[Supplied passage]
<<<<

Wednesday, August 3, 2016

Sister Kathleen


3 August 2016
I had a lovely chat with Sister Kathleen today.
She was my 3rd and 5th grade teacher and, when she taught our class, her name was Sister Mary Bernardone.  But they took back their real names at some point in the past 60 years.  They also dropped the terrible habits they wore.  She is a member of the Sisters of Charity of the Blessed Virgin Mary (otherwise known as the BVMs) and had the most gawdawful looking head gear, and probably one of the more uncomfortable habits around.


I always wondered how much those habits had a real purpose and how much of it was to give the wearer constant pain and suffering to offer up for the sins of the world.

Kathleen is 91 now and part of our conversation was like talking with my mother

SHE: I'm 91 now.  I'll be 92 soon
ME:  My mother is 96.  She'll be 97 next month.
SHE:  Is your mother still alive?
ME:  Yes.  She lives in a facility that is 5 minutes from my house, so I see her just about every day.
SHE:  Where does your mother live?

ME: We traveled from Spain to Venice and one of the most beautiful things I saw was the cathedral in Barcelona.
SHE: Where?
ME: Barcelona, Spain
SHE:  Can you spell it?
ME:  B-A-R-C-...
SHE:  Oh the Bahamas, that must have been beautiful!

She would also ask me about things I had just told her, but then I'm used to that.  It was fun chatting with her.  Like my mother, she is very healthy, but unlike my mother she has macular degeneration so can't read or write any more.

She is about to celebrate her Diamond Jubilee (70 years a BVM...she said they decided to celebrate 70 instead of 75 because more of them would be alive).

It's quite different meeting your grammar/high school teacher when you are an adult.  When I visited Sister Anne in Indiana about 25 years ago, she took me to visit the convent brewery, where she was the brew meister, and we sat and chatted over one of her bottles of beer.  I never did THAT in high school.

Kathleen was telling me about waiting outside St. Brigid grammar school when kids were being picked up by parents or by bus (some of them lived on Alcatraz, children of the guards,  It was still a prison then).  She said the nuns had to wait with the kids until they were all picked up because of "all the drug dealing" around the school.  My heavens!  That was news to ME!

We also talked about her part in fighting human trafficking and prostitution in her own town.  I guess taking care of us hooligans prepared her for her real life's work.  She spent 25 years as a prison minister in the Mississippi State Penitentiary.

>>>>

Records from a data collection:
<<<<

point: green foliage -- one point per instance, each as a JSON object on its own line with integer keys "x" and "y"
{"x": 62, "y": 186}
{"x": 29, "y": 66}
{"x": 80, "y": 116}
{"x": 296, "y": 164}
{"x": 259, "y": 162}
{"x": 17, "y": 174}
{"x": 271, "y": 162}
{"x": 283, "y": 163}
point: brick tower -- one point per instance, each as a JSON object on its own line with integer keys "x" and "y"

>>>>

[What is being asked]
Extend the blog post about Sister Kathleen, beginning right after its final sentence. The records come from a different source than the text.

[Written response]
Kathleen also believed in the power of prayer. She advocated for a chapel for all denominations to be built on the prison grounds at South Mississippi Correctional Institution. In 2003, a chapel was completed and named “The Sister Kathleen Spurlin Chapel.” One prisoner commented: “Sister never tries to make us Catholic, she respects our freedom.”

It was nice getting caught up after all these years.  I am having lunch with a group of women who were my classmates in grammar school next week and it will be fun to compare Sister Mary Bernardone stories!



This afternoon I worked at the hospital and, with luck, I won't ever have a day as bad as today was.  They have been replacing the flooring in the whole hospital and today they were working on the floor in the lobby.  They spent the first hour of my shift building this gigantic complicated floor to ceiling plastic wall, which walled off the place where they would be working and then made plastic wall corridors so people could get to the birthing center and to the cafeteria.

Then they started working.  I don't know if I can give you a full sense of how loud it was, but it was like having a gigantic dental drill -- only 100 times louder -- drilling into concrete for 3 hours without a break.  Occasionally the drill sound would stop and a sound like sanding concrete (higher in pitch and more piercing) would begin.

Thank God I am a theater critic.  After 30 minutes of enduring this very painful noise, I remembered that I kept ear plug in my purse for shows that have very loud amplification.  Turns out I had two packs, so I took one and gave one to the woman who was working in the gift shop.

The earplugs didn't eliminate the noise, of course, but it cut it down to bearable.  We both cut our shifts short, though, since it was just too damn loud.

When I was going back to the volunteer room to log out, I passed by one of the security guards and made some comment about how glad I was to have had earplugs in my purse.  "Yeah, we have a bunch of them here too," she said and gave me a packet to replace the one of my own I had to use.

Someone had thought to provide ear plugs for the security guards but not for the volunteers who had to sit there and be subjected to the ear-shattering noise the entire afternoon.  The workmen had earplugs, the people walking in and out on various errands had ear plugs and the only people who did not have earplugs were the people who had to sit there all afternoon.  I have to admit I am more than a little pissed about it...I would be a lot more pissed, however, if I hadn't had my own earplugs.

I sincerely hope that the birthing center, which is on the other side of the wall where they were drilling, is very well insulated against noise!